Également, il faut examiner les conflits d’intérêts innombrables qui ont émaillé cette gestion de crise. Combien de « médecins de plateau » se sont-ils succédé sur nos écrans pour vanter un vaccin présenté comme miraculeux, tout en ignorant – ou feignant d’ignorer – des données inquiétantes ?
Par exemple, au printemps 2021, l’Agence nationale de sécurité du médicament annonçait 13 décès potentiellement liés à l’administration du vaccin. Pourquoi cette information n’a-t-elle pas été relayée avec la même urgence qu’une alerte sanitaire liée à une intoxication alimentaire ?
S’il faut une commission d’enquête pour faire toute la lumière sur ces décisions, soyons honnêtes : beaucoup ont intérêt à ce que tout cela reste enfoui.
En démocratie, les médias ont le rôle de révéler et mettre en lumière les scandales que d’aucuns chercheraient à maintenir « enfouis ». Censée jouer un rôle de contre-pouvoir en surveillant les actions des responsables publics et en alertant en cas de dérives, la presse est régulièrement accusée d’avoir manqué à ce devoir tout au long de la crise Covid. À vos yeux, la question de leur responsabilité devrait-elle également être examinée ?
Bien sûr. D’ailleurs, en novembre, l’un de vos confrères a livré une confession troublante sur le plateau de télévision de CNews, déclarant que les journalistes savaient très bien que le vaccin n’empêchait pas la transmission, mais qu’« on a été interdit de le dire ». Une conception du journalisme qui, je dois le dire, me laisse perplexe…
Le rôle du journaliste est d’aller débusquer ce que l’on ne voit pas, de révéler ce que l’on n’entend pas, de dévoiler ce qui est étouffé et d’expliquer ce qui est complexe. Voilà ce qui, à mon sens, définit la mission, ou plutôt la vocation, de la presse. Et pourtant, ces mêmes journalistes, si souvent prompts à déployer leur talent avec gourmandise lorsqu’il s’agit de sujets sociétaux ou politiques, ont renoncé à ce devoir essentiel lors de la crise Covid. Comment ne pas s’en étonner ?
Vous avez été interdit de dire la vérité durant la crise sanitaire… Mais qui vous l’a interdit ? Quelle justification vous a-t-on donnée ? Et surtout, pourquoi avoir obéi à cette injonction ?

━━━━━━━━━━━━━━━━

- [Liste des tâches]
1. Recopiez le passage du texte sur la crise Covid qui commence par « Par exemple, au » et se termine par « cela reste enfoui. », en substituant « nouvelle » à « information ».
2. D'après le texte sur la crise Covid, combien de décès potentiellement liés au vaccin l'Agence nationale de sécurité du médicament annonçait-elle au printemps 2021 ?
3. Poursuivez le texte sur la crise Covid à partir de sa dernière phrase.
Les entrées qui viennent ensuite forment un matériau séparé du texte sur la crise Covid.

- [Extrait des données]
━━━━━━━━━━━━━━━━

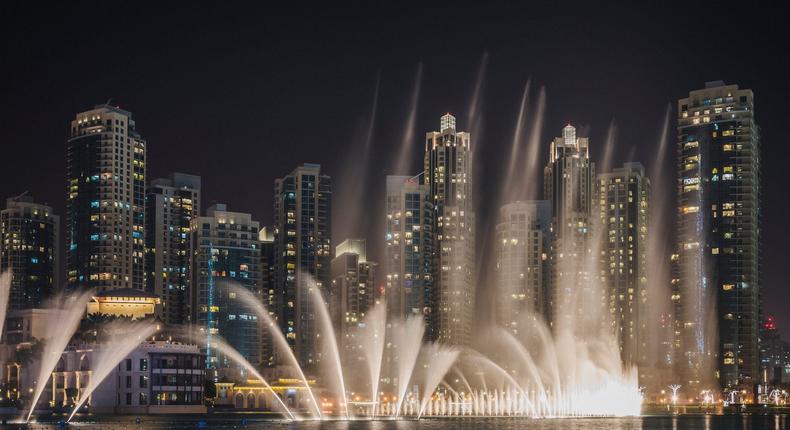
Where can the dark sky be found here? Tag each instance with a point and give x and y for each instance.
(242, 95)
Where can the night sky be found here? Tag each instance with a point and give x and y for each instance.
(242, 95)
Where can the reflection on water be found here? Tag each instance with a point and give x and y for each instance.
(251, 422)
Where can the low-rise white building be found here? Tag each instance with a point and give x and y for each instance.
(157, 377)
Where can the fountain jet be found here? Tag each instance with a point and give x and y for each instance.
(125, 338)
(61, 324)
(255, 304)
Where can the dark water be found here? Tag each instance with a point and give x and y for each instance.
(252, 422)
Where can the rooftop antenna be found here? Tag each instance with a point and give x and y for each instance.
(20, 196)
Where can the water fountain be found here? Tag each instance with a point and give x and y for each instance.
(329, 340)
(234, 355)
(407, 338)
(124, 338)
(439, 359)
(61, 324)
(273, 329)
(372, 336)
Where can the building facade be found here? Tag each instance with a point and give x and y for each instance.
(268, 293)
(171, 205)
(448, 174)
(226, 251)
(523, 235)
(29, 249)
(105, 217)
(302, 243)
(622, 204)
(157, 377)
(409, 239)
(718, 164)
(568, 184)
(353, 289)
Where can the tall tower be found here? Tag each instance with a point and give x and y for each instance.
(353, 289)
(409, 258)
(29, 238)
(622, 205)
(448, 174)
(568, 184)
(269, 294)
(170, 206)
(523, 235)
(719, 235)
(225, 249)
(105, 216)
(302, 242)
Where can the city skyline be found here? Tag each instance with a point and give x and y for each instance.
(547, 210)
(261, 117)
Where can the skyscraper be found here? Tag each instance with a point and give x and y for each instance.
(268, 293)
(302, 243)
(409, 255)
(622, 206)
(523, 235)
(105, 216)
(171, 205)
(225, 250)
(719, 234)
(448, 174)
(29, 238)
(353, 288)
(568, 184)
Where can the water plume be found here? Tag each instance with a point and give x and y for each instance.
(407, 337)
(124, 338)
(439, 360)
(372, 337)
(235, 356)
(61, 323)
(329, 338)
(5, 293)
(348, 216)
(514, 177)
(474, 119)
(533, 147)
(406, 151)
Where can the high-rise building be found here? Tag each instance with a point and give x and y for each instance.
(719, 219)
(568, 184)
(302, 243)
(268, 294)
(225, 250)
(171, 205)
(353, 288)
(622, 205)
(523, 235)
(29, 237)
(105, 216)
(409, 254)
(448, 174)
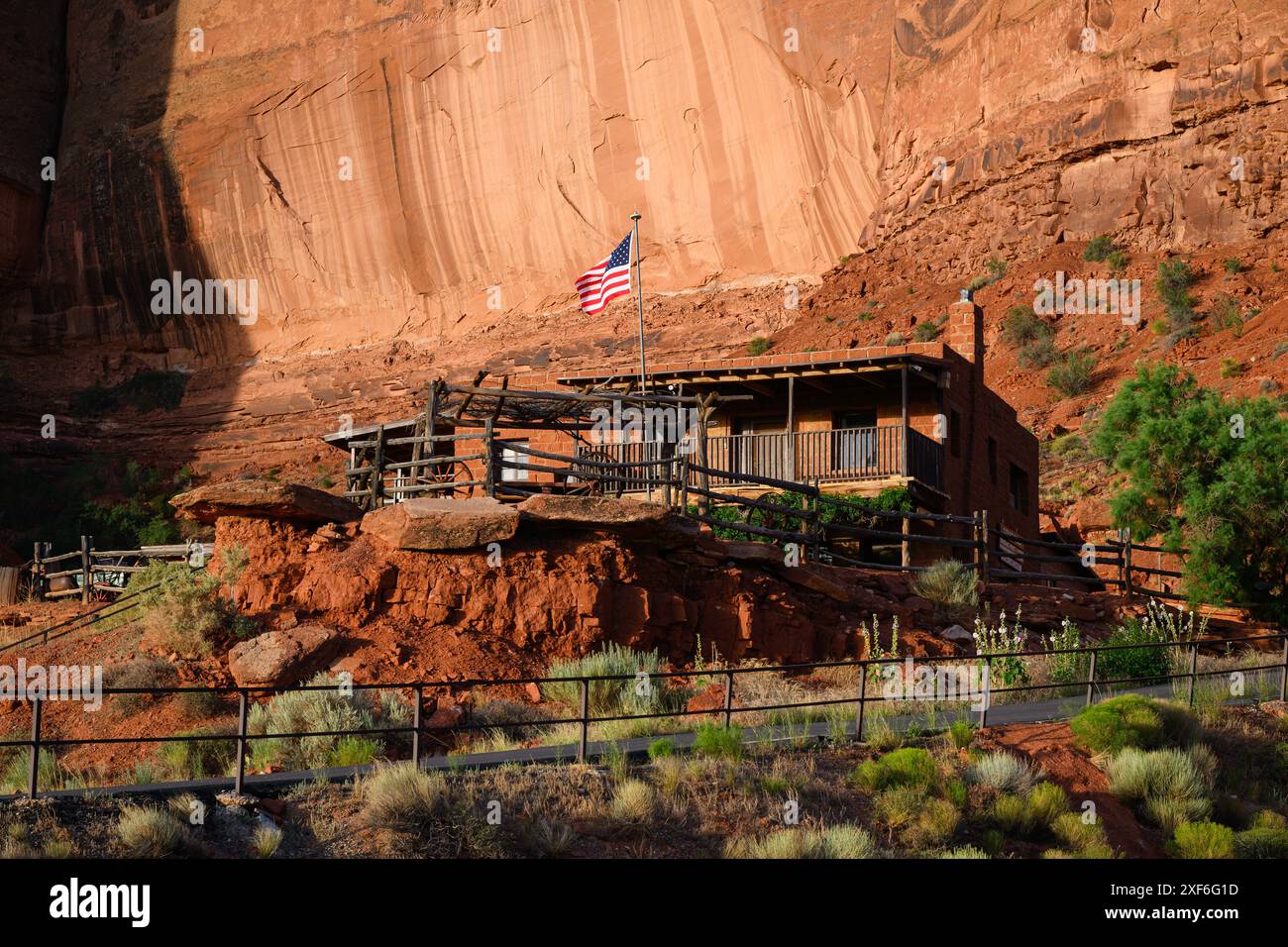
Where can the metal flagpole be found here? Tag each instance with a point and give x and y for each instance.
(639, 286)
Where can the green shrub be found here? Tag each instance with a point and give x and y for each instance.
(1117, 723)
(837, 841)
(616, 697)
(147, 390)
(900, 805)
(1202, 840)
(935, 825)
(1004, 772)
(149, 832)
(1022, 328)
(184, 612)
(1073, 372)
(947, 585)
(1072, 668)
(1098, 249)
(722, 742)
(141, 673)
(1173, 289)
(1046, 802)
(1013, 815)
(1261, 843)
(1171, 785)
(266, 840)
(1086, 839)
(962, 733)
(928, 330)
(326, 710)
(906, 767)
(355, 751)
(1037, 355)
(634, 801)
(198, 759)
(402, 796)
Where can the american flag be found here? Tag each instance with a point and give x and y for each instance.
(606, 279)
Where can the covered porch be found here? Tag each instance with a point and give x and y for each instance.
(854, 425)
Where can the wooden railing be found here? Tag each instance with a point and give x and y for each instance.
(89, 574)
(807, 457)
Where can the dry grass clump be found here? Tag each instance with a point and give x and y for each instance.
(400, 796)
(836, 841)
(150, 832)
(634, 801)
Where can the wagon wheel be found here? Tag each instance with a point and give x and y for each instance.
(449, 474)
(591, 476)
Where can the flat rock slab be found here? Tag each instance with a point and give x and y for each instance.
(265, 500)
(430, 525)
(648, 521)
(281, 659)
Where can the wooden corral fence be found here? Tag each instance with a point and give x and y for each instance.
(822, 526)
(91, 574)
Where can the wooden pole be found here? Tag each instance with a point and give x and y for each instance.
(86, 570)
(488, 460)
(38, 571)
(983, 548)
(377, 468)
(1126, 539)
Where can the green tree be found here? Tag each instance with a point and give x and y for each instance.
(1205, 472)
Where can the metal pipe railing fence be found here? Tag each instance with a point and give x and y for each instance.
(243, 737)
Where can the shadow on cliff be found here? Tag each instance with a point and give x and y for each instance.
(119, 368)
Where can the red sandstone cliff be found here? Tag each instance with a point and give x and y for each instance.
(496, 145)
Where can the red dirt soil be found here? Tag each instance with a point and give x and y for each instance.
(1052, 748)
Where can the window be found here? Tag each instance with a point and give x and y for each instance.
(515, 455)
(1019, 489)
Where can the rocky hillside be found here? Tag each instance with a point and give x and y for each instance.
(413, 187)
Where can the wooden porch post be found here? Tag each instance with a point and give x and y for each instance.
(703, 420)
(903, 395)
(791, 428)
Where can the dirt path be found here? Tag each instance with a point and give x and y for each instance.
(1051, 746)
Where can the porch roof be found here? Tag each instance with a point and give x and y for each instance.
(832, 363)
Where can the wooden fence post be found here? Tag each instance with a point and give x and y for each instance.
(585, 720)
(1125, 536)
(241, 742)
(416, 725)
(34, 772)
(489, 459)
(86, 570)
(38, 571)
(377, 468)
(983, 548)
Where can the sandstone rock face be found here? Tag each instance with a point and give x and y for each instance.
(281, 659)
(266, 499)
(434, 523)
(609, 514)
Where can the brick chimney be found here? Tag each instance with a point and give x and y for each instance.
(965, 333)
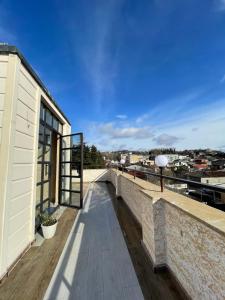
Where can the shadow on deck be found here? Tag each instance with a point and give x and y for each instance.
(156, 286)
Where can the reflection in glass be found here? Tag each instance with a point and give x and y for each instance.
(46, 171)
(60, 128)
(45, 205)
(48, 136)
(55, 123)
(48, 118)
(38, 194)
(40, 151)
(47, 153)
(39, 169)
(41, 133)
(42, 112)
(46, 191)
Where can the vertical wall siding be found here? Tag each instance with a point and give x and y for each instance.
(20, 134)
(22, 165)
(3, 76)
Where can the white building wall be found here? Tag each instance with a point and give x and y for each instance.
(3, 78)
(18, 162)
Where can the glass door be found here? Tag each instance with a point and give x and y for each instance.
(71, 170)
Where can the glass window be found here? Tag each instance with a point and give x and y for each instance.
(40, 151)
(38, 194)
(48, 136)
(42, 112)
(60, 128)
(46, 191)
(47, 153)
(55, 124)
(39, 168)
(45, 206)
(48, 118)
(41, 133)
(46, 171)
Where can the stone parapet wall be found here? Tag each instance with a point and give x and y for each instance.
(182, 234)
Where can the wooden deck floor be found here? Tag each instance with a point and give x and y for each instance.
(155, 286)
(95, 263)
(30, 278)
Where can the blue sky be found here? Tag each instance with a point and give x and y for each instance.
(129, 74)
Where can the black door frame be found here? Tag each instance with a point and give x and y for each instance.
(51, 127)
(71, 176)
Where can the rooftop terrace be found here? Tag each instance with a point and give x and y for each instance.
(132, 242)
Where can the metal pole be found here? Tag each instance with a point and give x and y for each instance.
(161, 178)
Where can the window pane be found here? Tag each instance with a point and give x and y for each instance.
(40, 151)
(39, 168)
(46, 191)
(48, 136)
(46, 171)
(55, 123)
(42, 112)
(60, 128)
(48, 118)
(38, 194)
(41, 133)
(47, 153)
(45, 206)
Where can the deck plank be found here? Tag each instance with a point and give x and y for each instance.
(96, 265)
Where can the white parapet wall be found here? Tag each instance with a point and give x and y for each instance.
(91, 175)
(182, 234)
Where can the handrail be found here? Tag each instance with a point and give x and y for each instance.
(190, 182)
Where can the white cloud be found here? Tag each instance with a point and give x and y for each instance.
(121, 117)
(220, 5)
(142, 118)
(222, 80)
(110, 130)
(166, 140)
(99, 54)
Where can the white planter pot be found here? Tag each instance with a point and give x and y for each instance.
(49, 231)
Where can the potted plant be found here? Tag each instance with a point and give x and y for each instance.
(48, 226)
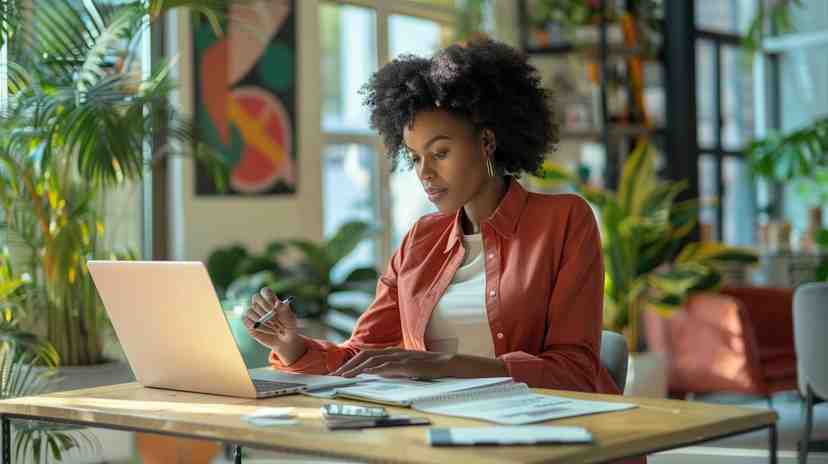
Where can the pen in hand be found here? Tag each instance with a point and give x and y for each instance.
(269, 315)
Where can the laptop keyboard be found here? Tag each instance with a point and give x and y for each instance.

━━━━━━━━━━━━━━━━

- [Réponses aux tâches]
1.
Par exemple, au printemps 2021, l’Agence nationale de sécurité du médicament annonçait 13 décès potentiellement liés à l’administration du vaccin. Pourquoi cette nouvelle n’a-t-elle pas été relayée avec la même urgence qu’une alerte sanitaire liée à une intoxication alimentaire ?
S’il faut une commission d’enquête pour faire toute la lumière sur ces décisions, soyons honnêtes : beaucoup ont intérêt à ce que tout cela reste enfoui.

2. 13 décès.

3.
Personnellement, j’ai payé le prix de cette doxa durant la crise Covid, me retrouvant banni des médias français, y compris de ceux qui étaient considérés comme amis, tels CNews. Tout cela parce que j’ai affirmé, lors d’un plateau télévisé, que le vaccin causait des décès — une information pourtant confirmée par l’Agence nationale de sécurité du médicament. Cette déclaration m’a valu les foudres de la rédaction et une confrontation avec le journaliste qui m’a reproché d’avoir émis des allégations non vérifiées par leurs équipes. Pourtant, ce que je disais était juste.
Et ce silence, lourd et pesant, continue à persister. Il enveloppe actuellement ce qui se déroule dans les commissions d’enquête en Australie, en Grande-Bretagne, et aux États-Unis. Des révélations émergent aussi en Allemagne, mais dans la presse française, c’est le vide. Si vous n’êtes pas connecté aux bons réseaux, vous ignorez tout simplement l’existence de ces révélations.
Pendant cette crise et même encore sur bien des sujets aujourd’hui, le rôle des médias a été profondément défaillant, donnant avant tout le sentiment qu’il consiste en réalité à protéger une caste dirigeante arc-boutée sur ses privilèges et désireuse de masquer les scandales pour se protéger à tout prix. C’est pourquoi ce comportement alimente légitimement la colère populaire. Mais à force d’étouffer les vérités pour tenter de rester aux affaires malgré les vents contraires, toute cette classe politique et médiatique ne fait que précipiter ce qui ressemble de plus en plus à une fin de règne.
Les opinions exprimées dans cet article sont celles de l’auteur et ne reflètent pas nécessairement celles d’Epoch Times.